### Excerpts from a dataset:
----------------------------------------
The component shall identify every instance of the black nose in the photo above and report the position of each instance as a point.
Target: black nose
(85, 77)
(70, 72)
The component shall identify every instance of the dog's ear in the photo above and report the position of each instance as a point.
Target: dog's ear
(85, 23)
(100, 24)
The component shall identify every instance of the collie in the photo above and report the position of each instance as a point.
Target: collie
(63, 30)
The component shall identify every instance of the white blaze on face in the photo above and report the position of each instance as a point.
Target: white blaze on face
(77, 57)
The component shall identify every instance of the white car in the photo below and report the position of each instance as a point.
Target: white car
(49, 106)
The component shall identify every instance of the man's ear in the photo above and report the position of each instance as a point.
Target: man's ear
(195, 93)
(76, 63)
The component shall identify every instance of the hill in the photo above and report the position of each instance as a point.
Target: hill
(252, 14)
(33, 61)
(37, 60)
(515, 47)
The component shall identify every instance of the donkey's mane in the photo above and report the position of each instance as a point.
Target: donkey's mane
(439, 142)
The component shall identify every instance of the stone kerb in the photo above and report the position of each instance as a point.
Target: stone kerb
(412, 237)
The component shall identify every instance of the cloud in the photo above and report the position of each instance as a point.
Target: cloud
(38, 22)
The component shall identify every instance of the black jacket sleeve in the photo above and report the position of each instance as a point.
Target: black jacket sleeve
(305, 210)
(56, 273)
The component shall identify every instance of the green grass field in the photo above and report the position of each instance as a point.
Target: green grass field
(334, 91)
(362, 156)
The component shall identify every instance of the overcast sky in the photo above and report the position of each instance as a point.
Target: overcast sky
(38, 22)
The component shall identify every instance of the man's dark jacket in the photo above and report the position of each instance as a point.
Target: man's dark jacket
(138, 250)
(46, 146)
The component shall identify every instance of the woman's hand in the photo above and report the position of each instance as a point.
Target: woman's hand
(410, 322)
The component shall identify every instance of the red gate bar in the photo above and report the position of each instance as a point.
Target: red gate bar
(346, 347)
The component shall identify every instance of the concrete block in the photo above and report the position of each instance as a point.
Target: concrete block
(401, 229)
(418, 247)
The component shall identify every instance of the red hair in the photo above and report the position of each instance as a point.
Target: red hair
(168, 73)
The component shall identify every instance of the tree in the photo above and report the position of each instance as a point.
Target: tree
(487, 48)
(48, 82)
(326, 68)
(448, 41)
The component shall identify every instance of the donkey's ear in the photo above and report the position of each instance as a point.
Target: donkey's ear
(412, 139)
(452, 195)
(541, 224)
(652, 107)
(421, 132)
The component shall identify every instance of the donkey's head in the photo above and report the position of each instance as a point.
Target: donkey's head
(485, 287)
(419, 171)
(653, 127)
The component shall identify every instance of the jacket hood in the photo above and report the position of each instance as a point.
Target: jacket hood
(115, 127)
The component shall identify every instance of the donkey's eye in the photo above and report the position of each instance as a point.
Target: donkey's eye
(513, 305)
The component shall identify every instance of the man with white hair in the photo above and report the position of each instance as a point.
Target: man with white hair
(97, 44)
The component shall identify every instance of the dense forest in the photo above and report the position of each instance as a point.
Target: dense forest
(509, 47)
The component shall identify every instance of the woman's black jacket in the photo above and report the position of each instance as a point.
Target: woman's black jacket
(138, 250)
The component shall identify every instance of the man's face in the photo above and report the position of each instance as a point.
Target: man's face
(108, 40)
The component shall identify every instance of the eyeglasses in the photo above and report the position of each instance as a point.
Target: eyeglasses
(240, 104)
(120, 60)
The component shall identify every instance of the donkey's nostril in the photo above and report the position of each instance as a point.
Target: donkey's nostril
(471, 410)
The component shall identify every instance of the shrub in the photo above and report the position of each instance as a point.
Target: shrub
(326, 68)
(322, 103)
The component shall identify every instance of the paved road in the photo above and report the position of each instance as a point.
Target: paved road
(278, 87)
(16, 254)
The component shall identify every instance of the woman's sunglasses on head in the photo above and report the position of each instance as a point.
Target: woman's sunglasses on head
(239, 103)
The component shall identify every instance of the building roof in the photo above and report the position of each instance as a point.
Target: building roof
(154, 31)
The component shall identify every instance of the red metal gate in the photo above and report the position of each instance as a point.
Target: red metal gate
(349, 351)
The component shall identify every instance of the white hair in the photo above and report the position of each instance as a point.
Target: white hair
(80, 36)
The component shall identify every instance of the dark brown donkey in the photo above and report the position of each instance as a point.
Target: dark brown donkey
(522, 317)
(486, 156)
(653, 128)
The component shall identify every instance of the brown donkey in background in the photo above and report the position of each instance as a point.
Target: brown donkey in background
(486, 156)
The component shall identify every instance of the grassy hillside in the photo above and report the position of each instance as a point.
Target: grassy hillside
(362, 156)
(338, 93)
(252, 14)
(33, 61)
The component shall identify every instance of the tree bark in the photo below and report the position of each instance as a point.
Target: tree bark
----------------------------------------
### Task description:
Could you restate the records above word for word?

### Completed exercise:
The component shall identify every instance of the black nose in the photo above and report the position of each instance as a point.
Target: black nose
(85, 77)
(70, 72)
The component shall identify every instance of the dog's ear in the photo above and report the position of each instance as a point.
Target: dog's ear
(85, 23)
(100, 24)
The component shall identify every instance of the collie in the photo above and report the position of each instance as a point.
Target: collie
(63, 30)
The component shall identify every instance of the white blaze on face in the photo above and report the position of each instance as a point.
Target: white blaze on face
(77, 57)
The component shall identify every instance of the white car in the photo below and report the position of each instance as a point.
Target: white car
(49, 106)
The component shall identify every instance of the man's ear in the photo above and report the position of each instance as a point.
Target: man's ear
(195, 93)
(76, 63)
The component shall identify every instance of the hill in the photo above and report the position of each instance as a point.
Target: hill
(252, 14)
(33, 61)
(37, 60)
(515, 47)
The component shall identify every instance of the donkey's mane in the photo above and report the position of each instance as a point.
Target: donkey's mane
(439, 142)
The component shall identify every instance of the stone kerb in the photo above and report the position of each instance as a point.
Target: stone kerb
(412, 237)
The component shall identify every instance of the cloud in the photo above and report the position of each instance as a point.
Target: cloud
(38, 22)
The component shall identify every instance of the black jacket sleeve in the photo above and report the position of each instance as a point.
Target: black jacket sleeve
(305, 210)
(56, 273)
The component shall identify every instance of the green grass field in the photo above and report the position of each instance as a point.
Target: green grass field
(334, 91)
(362, 156)
The component shall identify every instance of the overcast sky in the photo above and report the position of each instance as a point.
Target: overcast sky
(38, 22)
The component shall identify every instance of the man's dark jacket in the photo above and report the position of each instance as a point.
Target: man's dark jacket
(138, 250)
(46, 146)
The component shall identify every instance of the woman's hand in the photo above and report the position of each instance as a point.
Target: woman's hand
(410, 322)
The component shall identify every instance of the red gate bar in the photo above and report the position of each instance as a point.
Target: red gate bar
(346, 347)
The component shall identify every instance of the concrete block in the photo above and report the position of each instance as a point.
Target: concrete block
(401, 229)
(418, 247)
The component shall identify every instance of the red hair in the photo above and report the position of each instance as a point.
Target: red hair
(168, 73)
The component shall identify every instance of the tree in the photo above and report the position of each instance as a point.
Target: tree
(487, 48)
(48, 82)
(326, 68)
(448, 41)
The component shall identify every instance of the donkey's ear in the photo above and report the position of each instance as a point.
Target: donkey's ear
(412, 139)
(452, 195)
(541, 224)
(652, 107)
(421, 132)
The component shall identify every instance of the donkey's head in the photo above and report the position of each instance as a point.
Target: donkey's head
(485, 287)
(419, 171)
(653, 127)
The component shall identify every instance of the jacket hood in the photo above and report the position of each instance as a point.
Target: jacket hood
(115, 127)
The component shall identify every instance of the donkey's eye in the photo above and report the position of each instance as a point.
Target: donkey's eye
(513, 305)
The component shall identify every instance of the man with white hair in the photo above and report the position of each instance as a point.
Target: man with white hair
(97, 44)
The component shall identify every instance of the dense forest in the photo above and report the position of each instance as a point.
Target: dense forest
(509, 47)
The component shall identify every instance of the woman's black jacket in the photo above and report the position of each instance as a point.
Target: woman's black jacket
(138, 250)
The component shall identify every instance of the man's face in the photo above and report the position of each instance as a point.
Target: man's face
(108, 40)
The component shall identify every instance of the eyeglasses in the photo above and report the position of each instance as a point.
Target: eyeglasses
(240, 104)
(120, 60)
The component shall identify every instance of the donkey's nostril in the photo above and report the position of each instance as a point.
Target: donkey's nostril
(471, 410)
The component shall identify every instance of the shrub in the photo above and report the position of each instance as a point.
Target: shrub
(326, 68)
(322, 103)
The component shall identify every instance of the paved road in the photo above and report the position of each instance as a point.
Target: paved road
(278, 87)
(16, 254)
The component shall identify every instance of the woman's sunglasses on head in the photo above and report the position of each instance as a point.
Target: woman's sunglasses on head
(239, 103)
The component shall identify every instance of the building roof in the photo above and report the position of each instance as a point.
Target: building roof
(154, 31)
The component shall identify every instance of the red metal gate in the photo above and report the position of each instance as a point.
Target: red metal gate
(349, 351)
The component shall identify every instance of the white hair in the photo above and report the position of each instance as a point.
Target: white hair
(80, 36)
The component shall identify every instance of the dark brown donkey in the photo above and report the position of each instance as a point.
Target: dark brown donkey
(522, 317)
(486, 156)
(653, 128)
The component shall identify every instance of the brown donkey in background in the photo above and report the position of each instance as a point.
Target: brown donkey in background
(486, 156)
The component shall identify every instance of the grassy hillside in the photo above and report the position of each instance as a point.
Target: grassy hillside
(362, 156)
(338, 93)
(252, 14)
(33, 61)
The component shall identify every instance of the tree bark in the photo below and report the position of each instance as a point.
Target: tree bark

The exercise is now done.